**ENTRADAS PROPORCIONADAS:**

_____

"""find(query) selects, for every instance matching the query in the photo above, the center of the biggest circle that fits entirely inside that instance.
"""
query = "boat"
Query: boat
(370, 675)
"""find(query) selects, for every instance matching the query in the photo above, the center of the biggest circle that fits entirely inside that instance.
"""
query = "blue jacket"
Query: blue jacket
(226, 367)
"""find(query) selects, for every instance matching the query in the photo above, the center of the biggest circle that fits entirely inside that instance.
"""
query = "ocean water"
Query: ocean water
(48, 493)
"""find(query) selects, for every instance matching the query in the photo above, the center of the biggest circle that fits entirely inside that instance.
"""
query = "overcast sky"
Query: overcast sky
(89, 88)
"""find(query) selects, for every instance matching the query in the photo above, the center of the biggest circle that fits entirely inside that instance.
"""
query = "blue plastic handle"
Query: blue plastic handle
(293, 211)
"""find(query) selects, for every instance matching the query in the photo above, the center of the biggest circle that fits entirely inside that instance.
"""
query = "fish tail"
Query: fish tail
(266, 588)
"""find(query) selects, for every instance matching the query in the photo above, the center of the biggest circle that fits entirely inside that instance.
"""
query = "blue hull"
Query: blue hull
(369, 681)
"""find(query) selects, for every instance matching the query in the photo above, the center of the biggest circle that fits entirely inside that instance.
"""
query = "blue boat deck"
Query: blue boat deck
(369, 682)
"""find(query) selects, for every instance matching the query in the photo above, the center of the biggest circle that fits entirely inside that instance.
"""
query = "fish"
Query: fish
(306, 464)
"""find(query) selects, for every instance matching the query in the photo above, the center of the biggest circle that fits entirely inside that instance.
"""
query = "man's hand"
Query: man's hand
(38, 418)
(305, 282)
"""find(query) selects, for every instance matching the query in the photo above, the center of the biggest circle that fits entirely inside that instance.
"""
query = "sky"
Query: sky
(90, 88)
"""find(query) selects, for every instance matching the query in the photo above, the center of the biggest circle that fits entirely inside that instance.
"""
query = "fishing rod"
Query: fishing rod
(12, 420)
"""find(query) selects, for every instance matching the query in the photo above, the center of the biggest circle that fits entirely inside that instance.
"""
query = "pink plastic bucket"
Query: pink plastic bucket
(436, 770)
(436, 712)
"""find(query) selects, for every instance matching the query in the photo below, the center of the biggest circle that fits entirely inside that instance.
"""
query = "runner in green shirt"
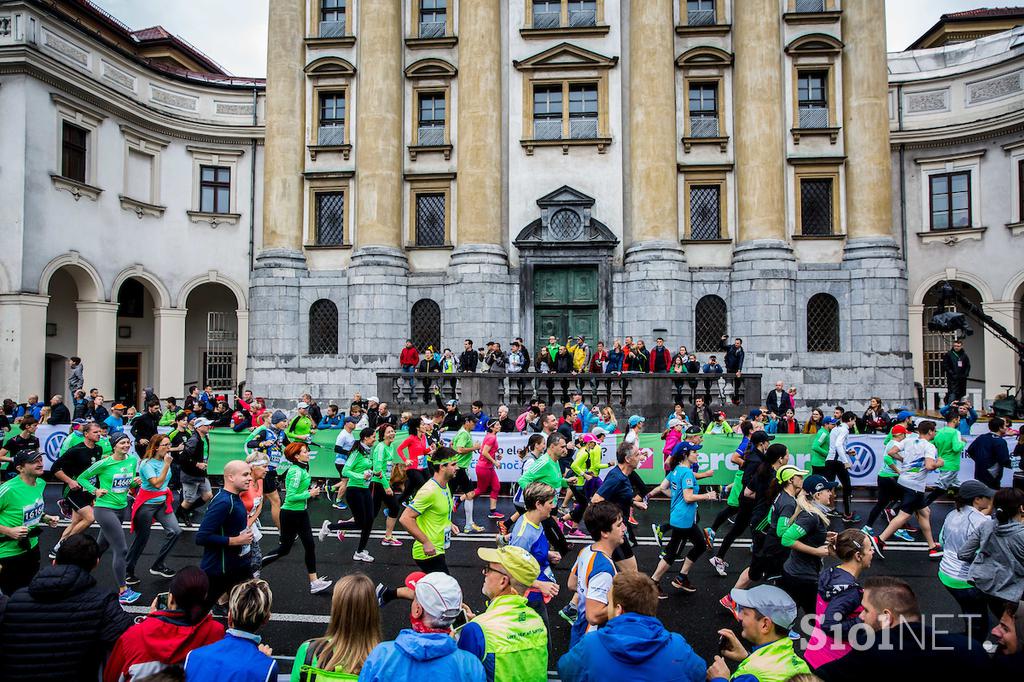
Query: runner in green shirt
(20, 513)
(428, 516)
(114, 475)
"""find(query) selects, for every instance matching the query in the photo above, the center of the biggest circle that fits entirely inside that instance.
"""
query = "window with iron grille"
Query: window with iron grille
(706, 212)
(812, 98)
(583, 12)
(711, 324)
(74, 146)
(822, 324)
(215, 189)
(704, 110)
(425, 324)
(330, 218)
(699, 12)
(548, 112)
(816, 206)
(547, 13)
(583, 111)
(950, 200)
(433, 14)
(430, 219)
(323, 328)
(431, 119)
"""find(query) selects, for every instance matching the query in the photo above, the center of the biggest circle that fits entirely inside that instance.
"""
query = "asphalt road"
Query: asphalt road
(299, 615)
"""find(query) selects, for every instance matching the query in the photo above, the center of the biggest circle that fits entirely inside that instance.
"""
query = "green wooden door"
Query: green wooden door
(564, 304)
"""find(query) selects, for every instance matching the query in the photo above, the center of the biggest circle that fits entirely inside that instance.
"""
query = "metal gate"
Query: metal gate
(218, 360)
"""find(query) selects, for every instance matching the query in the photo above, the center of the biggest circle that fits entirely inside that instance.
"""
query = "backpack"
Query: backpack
(309, 673)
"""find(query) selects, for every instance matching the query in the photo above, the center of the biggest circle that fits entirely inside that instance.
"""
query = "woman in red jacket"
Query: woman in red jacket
(168, 633)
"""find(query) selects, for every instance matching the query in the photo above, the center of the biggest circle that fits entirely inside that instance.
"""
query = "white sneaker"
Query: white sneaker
(720, 565)
(320, 585)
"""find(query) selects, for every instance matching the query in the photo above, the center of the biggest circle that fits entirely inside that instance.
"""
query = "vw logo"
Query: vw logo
(862, 460)
(52, 445)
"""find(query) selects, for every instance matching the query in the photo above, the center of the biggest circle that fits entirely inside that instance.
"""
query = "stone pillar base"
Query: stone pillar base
(480, 298)
(654, 293)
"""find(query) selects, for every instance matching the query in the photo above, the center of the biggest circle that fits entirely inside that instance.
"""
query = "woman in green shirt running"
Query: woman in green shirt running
(352, 632)
(294, 516)
(114, 475)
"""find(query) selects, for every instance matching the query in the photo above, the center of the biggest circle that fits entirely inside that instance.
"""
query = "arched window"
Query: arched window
(822, 324)
(426, 324)
(323, 328)
(711, 324)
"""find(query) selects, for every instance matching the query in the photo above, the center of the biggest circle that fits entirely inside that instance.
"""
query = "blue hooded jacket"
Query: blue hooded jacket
(632, 647)
(415, 655)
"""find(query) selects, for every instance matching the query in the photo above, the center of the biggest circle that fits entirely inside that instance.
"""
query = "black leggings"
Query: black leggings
(294, 523)
(743, 514)
(360, 501)
(680, 537)
(417, 477)
(836, 469)
(888, 493)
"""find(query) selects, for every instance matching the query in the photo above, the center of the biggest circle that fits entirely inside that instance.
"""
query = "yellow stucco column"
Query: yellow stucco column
(653, 201)
(757, 87)
(865, 120)
(478, 216)
(379, 137)
(283, 160)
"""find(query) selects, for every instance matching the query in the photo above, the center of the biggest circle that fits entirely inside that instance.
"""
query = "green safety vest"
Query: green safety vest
(773, 663)
(517, 637)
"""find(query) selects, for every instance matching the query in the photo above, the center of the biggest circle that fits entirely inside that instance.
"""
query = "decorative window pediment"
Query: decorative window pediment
(330, 67)
(431, 68)
(565, 56)
(566, 218)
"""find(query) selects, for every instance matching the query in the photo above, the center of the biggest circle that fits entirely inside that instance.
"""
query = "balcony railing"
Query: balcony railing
(704, 126)
(332, 135)
(813, 117)
(332, 29)
(648, 394)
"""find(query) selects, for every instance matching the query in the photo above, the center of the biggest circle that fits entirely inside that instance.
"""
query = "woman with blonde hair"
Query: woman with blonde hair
(352, 632)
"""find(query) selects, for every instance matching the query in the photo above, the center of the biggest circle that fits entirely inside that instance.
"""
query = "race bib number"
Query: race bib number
(32, 514)
(121, 482)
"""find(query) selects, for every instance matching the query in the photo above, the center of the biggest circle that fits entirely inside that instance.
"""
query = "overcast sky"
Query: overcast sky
(233, 32)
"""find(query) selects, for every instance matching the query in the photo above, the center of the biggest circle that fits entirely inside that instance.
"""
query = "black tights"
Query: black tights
(743, 514)
(295, 523)
(360, 501)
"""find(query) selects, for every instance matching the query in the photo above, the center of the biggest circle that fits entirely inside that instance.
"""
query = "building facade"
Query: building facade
(673, 168)
(131, 169)
(956, 119)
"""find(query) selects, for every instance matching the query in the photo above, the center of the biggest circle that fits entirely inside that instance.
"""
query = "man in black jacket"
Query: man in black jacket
(62, 626)
(144, 426)
(956, 367)
(468, 357)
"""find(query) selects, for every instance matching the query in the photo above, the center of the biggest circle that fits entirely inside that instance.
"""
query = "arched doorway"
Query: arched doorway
(936, 344)
(212, 338)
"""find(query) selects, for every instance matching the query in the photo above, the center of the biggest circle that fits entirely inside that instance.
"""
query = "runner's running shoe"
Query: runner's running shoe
(658, 535)
(128, 596)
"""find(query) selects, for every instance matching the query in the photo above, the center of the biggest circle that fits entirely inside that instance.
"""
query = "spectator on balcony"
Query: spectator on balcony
(778, 400)
(600, 359)
(712, 366)
(660, 357)
(496, 359)
(615, 357)
(733, 354)
(468, 357)
(581, 353)
(409, 358)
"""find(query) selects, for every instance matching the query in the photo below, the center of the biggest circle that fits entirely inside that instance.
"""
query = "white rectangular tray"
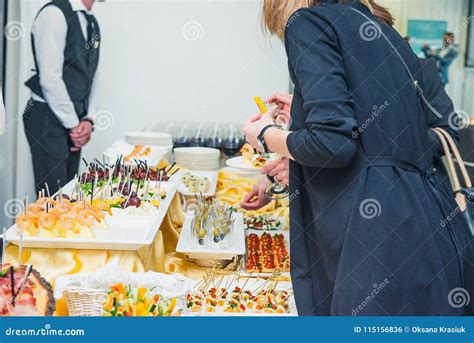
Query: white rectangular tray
(212, 176)
(123, 233)
(121, 148)
(188, 245)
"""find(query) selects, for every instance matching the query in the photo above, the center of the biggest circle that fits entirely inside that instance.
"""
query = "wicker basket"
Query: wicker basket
(85, 302)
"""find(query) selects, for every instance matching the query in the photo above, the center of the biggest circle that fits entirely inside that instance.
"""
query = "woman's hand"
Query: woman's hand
(254, 125)
(279, 169)
(256, 199)
(283, 100)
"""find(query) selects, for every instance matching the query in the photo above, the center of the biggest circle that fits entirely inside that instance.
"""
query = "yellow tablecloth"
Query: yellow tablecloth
(161, 256)
(52, 263)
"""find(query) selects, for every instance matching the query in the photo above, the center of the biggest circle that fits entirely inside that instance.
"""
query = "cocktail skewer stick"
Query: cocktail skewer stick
(12, 281)
(25, 279)
(20, 247)
(4, 244)
(47, 189)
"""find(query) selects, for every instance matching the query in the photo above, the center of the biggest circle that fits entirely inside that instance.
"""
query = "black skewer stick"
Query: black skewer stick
(177, 169)
(22, 285)
(12, 281)
(171, 167)
(92, 191)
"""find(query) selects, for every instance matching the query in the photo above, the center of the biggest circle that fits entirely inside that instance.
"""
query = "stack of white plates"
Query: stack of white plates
(149, 138)
(197, 158)
(161, 140)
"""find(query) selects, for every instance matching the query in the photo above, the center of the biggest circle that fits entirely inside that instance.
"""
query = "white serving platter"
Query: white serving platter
(212, 176)
(121, 148)
(188, 245)
(124, 232)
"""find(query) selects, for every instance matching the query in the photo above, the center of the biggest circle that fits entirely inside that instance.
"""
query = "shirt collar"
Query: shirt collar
(78, 5)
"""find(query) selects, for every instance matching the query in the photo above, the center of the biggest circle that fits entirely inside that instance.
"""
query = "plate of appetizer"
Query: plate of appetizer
(198, 182)
(264, 222)
(131, 154)
(212, 232)
(250, 160)
(267, 252)
(234, 295)
(108, 217)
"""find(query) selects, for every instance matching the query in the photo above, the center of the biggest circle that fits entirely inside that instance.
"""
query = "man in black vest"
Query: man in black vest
(58, 119)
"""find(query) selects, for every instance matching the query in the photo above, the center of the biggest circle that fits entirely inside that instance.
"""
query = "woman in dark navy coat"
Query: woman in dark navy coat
(371, 233)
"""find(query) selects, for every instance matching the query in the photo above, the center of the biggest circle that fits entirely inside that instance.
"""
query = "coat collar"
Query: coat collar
(353, 3)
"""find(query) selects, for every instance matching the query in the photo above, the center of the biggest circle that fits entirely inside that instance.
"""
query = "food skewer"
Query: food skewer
(20, 245)
(12, 281)
(4, 244)
(28, 270)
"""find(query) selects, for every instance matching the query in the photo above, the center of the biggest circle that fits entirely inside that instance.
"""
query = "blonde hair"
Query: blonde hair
(276, 13)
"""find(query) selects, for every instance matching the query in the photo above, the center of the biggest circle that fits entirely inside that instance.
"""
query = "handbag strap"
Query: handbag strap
(415, 82)
(452, 169)
(457, 155)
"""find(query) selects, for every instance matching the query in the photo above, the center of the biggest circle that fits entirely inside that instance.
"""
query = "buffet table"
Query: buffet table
(160, 256)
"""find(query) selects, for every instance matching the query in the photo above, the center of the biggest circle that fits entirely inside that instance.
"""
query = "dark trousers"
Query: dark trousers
(53, 162)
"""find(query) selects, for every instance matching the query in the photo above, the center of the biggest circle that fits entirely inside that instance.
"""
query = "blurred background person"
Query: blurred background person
(443, 56)
(58, 121)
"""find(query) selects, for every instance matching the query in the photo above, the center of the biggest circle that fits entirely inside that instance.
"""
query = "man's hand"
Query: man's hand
(81, 135)
(256, 199)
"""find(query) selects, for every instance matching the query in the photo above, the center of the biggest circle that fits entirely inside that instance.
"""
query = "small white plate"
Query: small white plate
(210, 175)
(188, 245)
(121, 148)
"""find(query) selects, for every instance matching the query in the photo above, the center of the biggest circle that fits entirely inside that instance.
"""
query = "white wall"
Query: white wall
(456, 13)
(151, 70)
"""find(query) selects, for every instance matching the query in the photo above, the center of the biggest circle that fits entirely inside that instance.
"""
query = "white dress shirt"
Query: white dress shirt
(49, 34)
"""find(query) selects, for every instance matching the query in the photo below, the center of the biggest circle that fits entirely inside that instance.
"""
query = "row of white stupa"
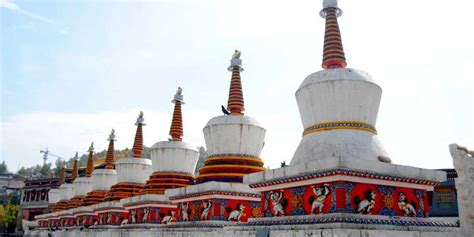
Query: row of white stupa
(235, 134)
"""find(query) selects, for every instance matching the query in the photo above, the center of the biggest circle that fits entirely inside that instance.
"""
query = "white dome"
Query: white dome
(234, 134)
(67, 191)
(82, 185)
(174, 156)
(338, 95)
(341, 94)
(103, 179)
(133, 170)
(54, 195)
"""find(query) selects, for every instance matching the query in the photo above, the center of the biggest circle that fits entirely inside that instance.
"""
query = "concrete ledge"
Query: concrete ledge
(210, 186)
(341, 162)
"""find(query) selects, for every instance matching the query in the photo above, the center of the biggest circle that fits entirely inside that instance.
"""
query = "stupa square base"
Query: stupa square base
(85, 216)
(110, 214)
(355, 221)
(66, 219)
(343, 186)
(149, 209)
(216, 201)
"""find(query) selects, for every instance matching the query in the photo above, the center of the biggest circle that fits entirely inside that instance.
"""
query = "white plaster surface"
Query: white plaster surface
(82, 185)
(133, 170)
(333, 95)
(463, 161)
(174, 156)
(103, 179)
(67, 191)
(87, 209)
(234, 134)
(112, 205)
(310, 231)
(54, 195)
(144, 198)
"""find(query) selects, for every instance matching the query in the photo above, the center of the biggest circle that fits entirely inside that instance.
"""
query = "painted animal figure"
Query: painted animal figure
(237, 214)
(124, 222)
(145, 214)
(184, 211)
(109, 218)
(205, 211)
(276, 199)
(168, 218)
(408, 208)
(365, 206)
(320, 195)
(134, 215)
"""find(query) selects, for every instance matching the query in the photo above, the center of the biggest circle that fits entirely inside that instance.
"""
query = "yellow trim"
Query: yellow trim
(221, 174)
(231, 166)
(368, 127)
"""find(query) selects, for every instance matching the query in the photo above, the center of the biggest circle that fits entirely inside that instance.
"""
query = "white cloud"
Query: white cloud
(15, 7)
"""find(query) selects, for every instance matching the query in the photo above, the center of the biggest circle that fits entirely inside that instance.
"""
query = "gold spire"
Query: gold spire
(235, 103)
(109, 158)
(138, 142)
(176, 130)
(90, 161)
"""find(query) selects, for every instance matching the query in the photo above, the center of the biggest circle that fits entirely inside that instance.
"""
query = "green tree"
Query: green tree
(8, 216)
(45, 170)
(3, 168)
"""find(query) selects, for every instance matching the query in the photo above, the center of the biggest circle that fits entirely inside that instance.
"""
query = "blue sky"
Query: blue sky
(72, 70)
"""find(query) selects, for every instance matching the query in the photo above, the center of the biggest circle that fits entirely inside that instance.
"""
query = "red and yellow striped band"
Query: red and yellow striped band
(340, 125)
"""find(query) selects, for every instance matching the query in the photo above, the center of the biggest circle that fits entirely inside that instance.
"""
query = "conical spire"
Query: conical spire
(333, 54)
(90, 161)
(109, 158)
(176, 130)
(62, 175)
(235, 104)
(75, 168)
(138, 143)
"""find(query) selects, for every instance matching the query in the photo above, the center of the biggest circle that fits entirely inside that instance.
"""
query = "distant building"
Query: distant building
(8, 185)
(443, 200)
(34, 193)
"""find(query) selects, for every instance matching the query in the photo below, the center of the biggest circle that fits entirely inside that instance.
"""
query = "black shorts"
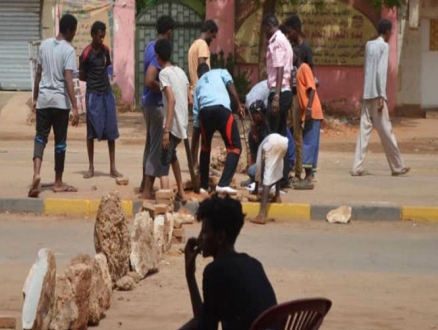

_____

**ENUNCIADO DE LA TAREA:** Localiza las líneas anteriores que contienen la palabra "pink" y cópialas íntegras, sin omitir ninguna.

**SOLUCIÓN DEL EJERCICIO:**
query = "pink plastic bucket"
Query: pink plastic bucket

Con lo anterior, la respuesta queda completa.